[Referring expression pointing data]
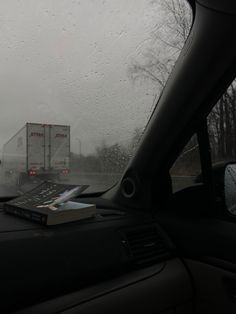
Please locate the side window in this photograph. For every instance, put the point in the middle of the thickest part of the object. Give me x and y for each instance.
(187, 166)
(222, 127)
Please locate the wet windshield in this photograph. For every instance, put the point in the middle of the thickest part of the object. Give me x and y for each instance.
(79, 81)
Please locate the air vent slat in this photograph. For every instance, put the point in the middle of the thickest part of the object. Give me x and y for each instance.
(146, 245)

Assignment
Give the data again exactly as written, with no pictures included.

Reply
Please locate the side window in this photograph. For every instance, put the point in the middle of the thickest part of the object. Give me x and y for each instance.
(187, 166)
(222, 127)
Please locate the wet windshield in this photograph. For every instance, put the point in the middle of the thickest part of the object. Give me x and y for each instance.
(79, 81)
Please locate the air vent slat in this photograph. For every instance, put the point in the middle of the thickest part of the object. Give me x and y for each instance.
(146, 245)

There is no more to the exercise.